Your goal: Please find every line in the rows below that contains the word "chinese", matching case exactly, and copy each of those lines.

— Start —

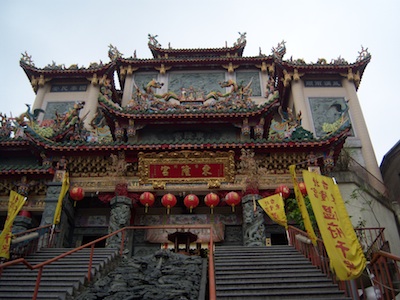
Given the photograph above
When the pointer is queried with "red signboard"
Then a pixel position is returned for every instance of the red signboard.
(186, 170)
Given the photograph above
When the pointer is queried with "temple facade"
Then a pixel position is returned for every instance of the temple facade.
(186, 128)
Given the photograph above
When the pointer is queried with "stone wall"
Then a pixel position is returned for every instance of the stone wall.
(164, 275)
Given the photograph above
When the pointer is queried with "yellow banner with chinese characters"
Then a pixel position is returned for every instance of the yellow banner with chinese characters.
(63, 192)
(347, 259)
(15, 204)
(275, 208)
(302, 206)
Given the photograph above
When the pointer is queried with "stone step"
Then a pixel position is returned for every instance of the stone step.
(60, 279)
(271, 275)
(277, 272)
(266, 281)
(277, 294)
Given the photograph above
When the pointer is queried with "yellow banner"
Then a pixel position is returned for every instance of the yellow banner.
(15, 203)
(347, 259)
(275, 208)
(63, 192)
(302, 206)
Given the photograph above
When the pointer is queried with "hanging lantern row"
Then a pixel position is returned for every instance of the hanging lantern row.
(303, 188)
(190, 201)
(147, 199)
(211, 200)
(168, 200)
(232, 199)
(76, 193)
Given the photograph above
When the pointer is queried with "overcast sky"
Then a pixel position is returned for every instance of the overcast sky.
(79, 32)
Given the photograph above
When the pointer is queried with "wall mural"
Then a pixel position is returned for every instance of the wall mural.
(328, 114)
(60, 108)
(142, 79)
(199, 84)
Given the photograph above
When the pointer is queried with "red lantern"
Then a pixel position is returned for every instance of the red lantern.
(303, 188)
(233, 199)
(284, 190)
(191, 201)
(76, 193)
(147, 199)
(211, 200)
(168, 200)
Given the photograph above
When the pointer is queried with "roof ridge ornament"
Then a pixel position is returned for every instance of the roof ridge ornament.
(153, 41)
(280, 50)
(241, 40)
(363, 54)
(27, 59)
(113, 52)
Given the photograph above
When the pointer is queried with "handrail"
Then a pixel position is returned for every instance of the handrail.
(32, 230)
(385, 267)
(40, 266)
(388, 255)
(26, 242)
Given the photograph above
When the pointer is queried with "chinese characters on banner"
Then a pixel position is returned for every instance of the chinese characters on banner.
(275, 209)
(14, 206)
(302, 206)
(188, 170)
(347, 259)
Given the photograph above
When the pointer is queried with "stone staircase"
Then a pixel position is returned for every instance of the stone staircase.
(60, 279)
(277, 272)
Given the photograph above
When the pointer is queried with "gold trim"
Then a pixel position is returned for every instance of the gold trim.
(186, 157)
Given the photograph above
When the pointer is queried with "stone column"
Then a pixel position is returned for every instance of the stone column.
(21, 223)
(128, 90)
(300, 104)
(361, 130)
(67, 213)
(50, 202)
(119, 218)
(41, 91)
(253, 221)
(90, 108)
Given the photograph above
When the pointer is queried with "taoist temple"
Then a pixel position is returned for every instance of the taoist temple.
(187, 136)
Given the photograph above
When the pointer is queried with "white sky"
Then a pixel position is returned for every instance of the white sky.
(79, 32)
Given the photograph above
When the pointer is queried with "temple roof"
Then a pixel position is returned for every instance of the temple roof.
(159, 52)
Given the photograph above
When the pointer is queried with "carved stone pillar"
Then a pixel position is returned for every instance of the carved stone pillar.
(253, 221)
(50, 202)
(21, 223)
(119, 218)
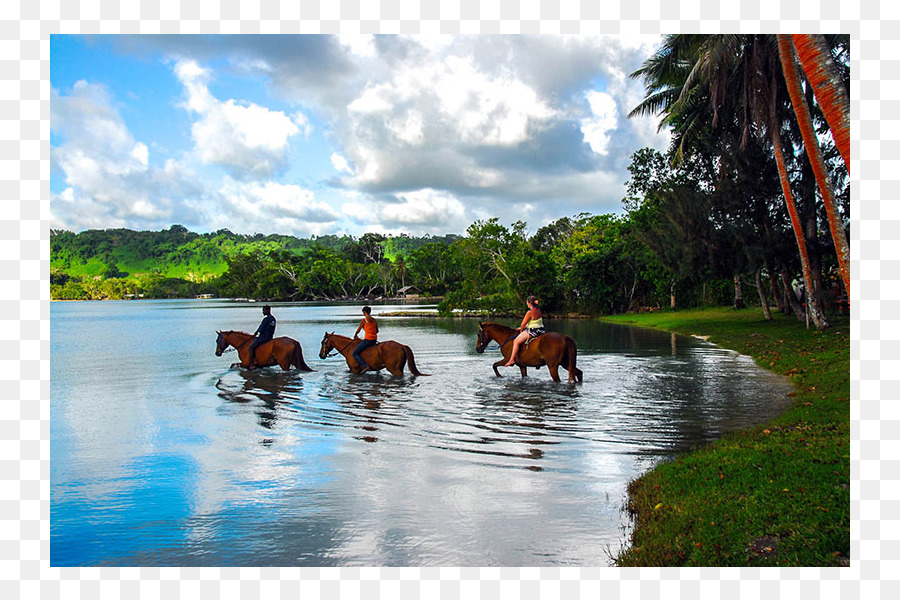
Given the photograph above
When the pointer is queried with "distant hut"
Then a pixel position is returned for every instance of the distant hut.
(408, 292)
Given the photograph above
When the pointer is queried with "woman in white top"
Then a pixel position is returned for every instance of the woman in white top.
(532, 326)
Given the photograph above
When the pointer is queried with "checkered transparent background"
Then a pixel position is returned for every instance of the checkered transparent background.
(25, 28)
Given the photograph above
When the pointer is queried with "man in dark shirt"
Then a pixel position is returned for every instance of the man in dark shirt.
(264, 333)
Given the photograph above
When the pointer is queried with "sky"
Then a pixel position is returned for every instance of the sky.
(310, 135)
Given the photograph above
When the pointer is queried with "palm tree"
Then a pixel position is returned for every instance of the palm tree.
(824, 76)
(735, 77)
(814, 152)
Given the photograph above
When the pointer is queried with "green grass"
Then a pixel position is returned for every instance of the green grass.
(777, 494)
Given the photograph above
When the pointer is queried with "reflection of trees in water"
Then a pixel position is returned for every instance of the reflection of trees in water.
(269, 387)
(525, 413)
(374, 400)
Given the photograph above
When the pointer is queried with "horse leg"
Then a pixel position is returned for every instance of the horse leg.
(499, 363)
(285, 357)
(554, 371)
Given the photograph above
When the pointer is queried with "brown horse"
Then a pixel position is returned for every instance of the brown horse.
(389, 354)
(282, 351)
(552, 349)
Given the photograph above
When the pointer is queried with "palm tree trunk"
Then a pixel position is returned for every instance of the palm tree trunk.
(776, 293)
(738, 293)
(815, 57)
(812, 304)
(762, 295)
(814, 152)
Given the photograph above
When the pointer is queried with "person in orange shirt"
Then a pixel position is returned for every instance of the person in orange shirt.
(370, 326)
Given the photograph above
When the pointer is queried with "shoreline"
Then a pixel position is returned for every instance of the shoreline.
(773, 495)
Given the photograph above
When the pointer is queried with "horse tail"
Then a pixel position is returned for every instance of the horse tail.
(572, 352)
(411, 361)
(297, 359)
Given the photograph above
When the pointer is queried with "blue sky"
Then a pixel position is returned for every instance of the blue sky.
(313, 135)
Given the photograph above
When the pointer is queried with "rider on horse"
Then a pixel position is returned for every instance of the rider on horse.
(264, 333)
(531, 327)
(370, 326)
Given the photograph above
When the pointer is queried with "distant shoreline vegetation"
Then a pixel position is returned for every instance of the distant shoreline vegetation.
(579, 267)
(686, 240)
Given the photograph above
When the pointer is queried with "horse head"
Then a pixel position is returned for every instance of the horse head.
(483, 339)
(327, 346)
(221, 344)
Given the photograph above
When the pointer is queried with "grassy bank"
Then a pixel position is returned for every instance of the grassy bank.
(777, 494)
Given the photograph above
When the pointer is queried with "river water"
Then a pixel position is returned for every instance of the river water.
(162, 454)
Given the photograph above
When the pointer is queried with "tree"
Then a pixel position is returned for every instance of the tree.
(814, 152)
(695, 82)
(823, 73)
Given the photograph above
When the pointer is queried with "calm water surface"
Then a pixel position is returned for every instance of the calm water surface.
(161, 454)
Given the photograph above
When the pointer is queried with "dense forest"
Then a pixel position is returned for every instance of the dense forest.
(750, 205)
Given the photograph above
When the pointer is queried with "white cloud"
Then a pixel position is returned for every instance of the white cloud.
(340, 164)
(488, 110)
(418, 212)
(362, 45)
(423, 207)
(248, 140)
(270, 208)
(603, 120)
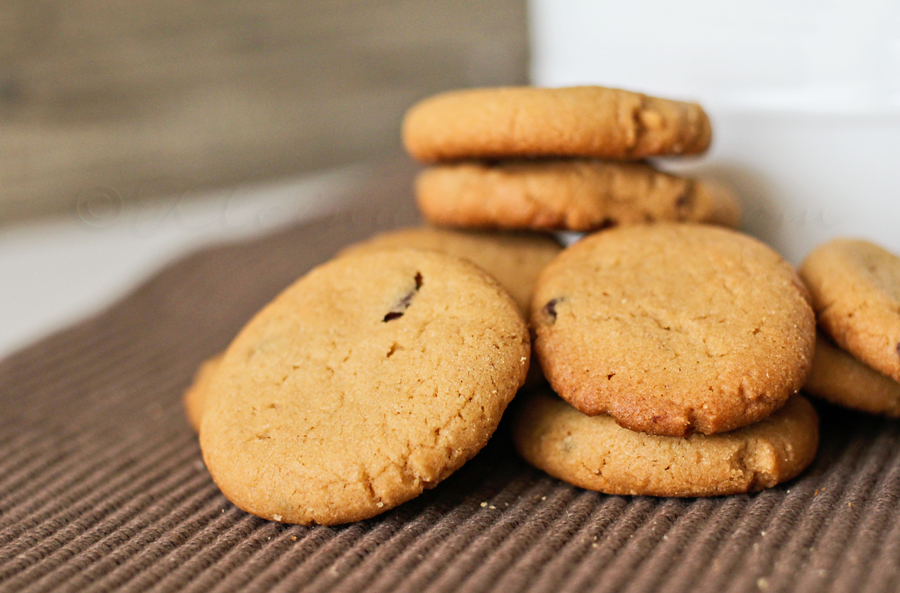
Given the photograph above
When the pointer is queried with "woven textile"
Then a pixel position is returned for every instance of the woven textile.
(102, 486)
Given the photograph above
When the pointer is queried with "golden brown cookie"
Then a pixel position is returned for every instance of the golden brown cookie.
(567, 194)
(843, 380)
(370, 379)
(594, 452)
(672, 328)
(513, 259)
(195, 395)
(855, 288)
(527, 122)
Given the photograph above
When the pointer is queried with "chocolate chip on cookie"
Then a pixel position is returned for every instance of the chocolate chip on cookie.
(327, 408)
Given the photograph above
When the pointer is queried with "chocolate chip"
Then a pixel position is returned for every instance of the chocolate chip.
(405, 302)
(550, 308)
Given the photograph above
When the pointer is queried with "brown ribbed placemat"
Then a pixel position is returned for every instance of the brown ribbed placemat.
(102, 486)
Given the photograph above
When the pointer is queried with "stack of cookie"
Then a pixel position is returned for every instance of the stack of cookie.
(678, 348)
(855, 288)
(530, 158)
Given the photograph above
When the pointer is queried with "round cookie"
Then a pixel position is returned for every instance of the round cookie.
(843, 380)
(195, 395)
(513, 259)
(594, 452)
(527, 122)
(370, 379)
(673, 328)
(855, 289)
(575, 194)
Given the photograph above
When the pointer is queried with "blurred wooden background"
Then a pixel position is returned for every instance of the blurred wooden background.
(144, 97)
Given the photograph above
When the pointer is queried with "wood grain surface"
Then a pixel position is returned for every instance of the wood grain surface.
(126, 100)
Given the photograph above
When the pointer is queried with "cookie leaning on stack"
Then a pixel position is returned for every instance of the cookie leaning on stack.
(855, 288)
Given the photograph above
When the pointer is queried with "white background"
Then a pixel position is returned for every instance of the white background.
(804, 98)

— End —
— Start —

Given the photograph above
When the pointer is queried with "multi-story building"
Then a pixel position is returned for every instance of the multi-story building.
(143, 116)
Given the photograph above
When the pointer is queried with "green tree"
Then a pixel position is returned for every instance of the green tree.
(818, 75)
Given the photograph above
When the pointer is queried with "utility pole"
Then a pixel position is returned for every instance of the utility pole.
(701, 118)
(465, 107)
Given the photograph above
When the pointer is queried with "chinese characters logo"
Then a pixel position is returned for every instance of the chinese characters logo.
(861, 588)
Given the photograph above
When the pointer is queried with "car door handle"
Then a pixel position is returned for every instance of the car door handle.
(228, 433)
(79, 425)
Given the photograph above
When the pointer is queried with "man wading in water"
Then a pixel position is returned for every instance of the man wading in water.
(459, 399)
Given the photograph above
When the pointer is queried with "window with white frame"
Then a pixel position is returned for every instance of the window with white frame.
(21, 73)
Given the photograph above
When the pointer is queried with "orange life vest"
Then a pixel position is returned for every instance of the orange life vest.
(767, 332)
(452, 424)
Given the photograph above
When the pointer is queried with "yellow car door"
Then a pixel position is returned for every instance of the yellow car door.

— End —

Result below:
When the pointer is queried with "yellow banner with chinese characters"
Then a pixel position is returned for every instance of the yellow banner with chinese characters.
When the pointer is queried with "chinese characters on banner"
Then a pixel position is returned for every instance of the chinese characters on banner.
When the pointer is queried with "chinese characters logo"
Then a pixel position is returned for every instance of the chinese characters logo.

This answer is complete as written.